_Excerpt provided:_


    *hugs*

  3. You weren’t complicit in a lie. You were complicit in a life. We should all be so complicit in others’ lives when there’s something we can do to help. And you definitely helped those kids.

  4. The right answers aren’t apparent that often, but they seem so much more clear when we get a chance to second guess ourselves.

    Hope the time comes quickly when you feel good about your concern for him and his family and the need to question your own actions is gone. you followed your heart, it wasn’t wrong.

  5. I’m so sorry, Elly! I can offer only this, which echoes much of what’s been said already: You did what you could. You can’t be expected to do any more than what’s in your power to do at any given time.

  6. I heard about this on Thursday, though I never put it together with your blog post from two years ago (which I read at the time).
    You did the best you could at the time, based on what you knew, in a difficult situation, and that’s all any of us can do.

_Tasks to perform:_
**A.** Answer these questions using the excerpt of comments:
(i) In the comment that begins "You weren't complicit in a lie," what does it say the person was complicit in instead?
(ii) What name is used in the comment that begins "I'm so sorry"?
(iii) On what day did the last commenter hear about this, and how long ago was the blog post they mention?
**B.** Output the stretch of the excerpt of comments from "Hope the time" through "any given time.", reproduced word for word.

_Data listing:_
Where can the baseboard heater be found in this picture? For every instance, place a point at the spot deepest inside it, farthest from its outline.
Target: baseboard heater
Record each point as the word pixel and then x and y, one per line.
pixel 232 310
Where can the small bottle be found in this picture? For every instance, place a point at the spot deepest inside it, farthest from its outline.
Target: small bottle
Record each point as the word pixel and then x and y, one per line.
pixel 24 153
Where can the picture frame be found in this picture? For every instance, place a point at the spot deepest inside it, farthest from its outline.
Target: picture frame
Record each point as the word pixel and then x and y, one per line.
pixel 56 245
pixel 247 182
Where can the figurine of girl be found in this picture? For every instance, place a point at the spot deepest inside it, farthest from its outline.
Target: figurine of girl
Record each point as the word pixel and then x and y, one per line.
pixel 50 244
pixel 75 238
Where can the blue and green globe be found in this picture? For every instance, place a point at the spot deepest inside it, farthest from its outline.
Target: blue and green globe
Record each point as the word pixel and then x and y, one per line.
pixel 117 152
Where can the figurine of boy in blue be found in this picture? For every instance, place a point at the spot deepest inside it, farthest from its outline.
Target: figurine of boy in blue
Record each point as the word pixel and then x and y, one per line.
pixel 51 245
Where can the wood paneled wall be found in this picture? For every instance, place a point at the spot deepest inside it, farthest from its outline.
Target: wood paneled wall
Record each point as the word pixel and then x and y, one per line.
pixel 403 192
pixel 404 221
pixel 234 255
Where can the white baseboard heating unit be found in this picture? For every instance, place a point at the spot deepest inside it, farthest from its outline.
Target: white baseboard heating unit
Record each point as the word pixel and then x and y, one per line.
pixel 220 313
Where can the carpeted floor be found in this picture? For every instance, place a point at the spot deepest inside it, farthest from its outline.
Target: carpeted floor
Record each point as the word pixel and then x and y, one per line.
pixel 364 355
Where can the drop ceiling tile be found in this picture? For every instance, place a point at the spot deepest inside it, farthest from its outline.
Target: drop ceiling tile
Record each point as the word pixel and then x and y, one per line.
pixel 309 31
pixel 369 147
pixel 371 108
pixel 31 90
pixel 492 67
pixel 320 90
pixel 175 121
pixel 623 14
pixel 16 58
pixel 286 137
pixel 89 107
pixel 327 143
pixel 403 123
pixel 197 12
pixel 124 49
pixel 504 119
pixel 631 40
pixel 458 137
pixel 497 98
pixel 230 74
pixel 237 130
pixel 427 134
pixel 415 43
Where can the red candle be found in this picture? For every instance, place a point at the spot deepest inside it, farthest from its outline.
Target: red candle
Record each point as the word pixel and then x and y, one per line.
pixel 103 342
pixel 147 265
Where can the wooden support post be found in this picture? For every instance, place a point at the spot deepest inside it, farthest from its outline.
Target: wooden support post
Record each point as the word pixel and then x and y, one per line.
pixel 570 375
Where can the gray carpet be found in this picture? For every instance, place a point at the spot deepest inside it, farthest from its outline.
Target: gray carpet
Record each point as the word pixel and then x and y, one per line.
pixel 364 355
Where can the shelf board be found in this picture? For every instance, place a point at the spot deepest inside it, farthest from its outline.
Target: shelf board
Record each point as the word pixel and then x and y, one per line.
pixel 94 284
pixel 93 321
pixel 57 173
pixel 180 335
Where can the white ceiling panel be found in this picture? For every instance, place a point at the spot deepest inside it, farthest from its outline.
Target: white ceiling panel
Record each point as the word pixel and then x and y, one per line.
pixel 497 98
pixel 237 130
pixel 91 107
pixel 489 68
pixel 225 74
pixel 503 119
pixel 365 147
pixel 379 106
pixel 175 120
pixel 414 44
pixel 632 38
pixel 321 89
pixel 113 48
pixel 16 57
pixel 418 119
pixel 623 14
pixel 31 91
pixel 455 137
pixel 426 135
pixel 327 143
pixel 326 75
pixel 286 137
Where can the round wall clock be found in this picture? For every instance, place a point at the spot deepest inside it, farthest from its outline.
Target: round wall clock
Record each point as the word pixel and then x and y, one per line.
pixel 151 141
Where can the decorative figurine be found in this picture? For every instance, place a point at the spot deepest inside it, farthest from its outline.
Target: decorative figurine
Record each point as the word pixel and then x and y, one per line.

_Exercise solutions:_
**A.**
(i) A life.
(ii) Elly.
(iii) Thursday. The blog post was from two years ago.

**B.**
Hope the time comes quickly when you feel good about your concern for him and his family and the need to question your own actions is gone. you followed your heart, it wasn’t wrong.

  5. I’m so sorry, Elly! I can offer only this, which echoes much of what’s been said already: You did what you could. You can’t be expected to do any more than what’s in your power to do at any given time.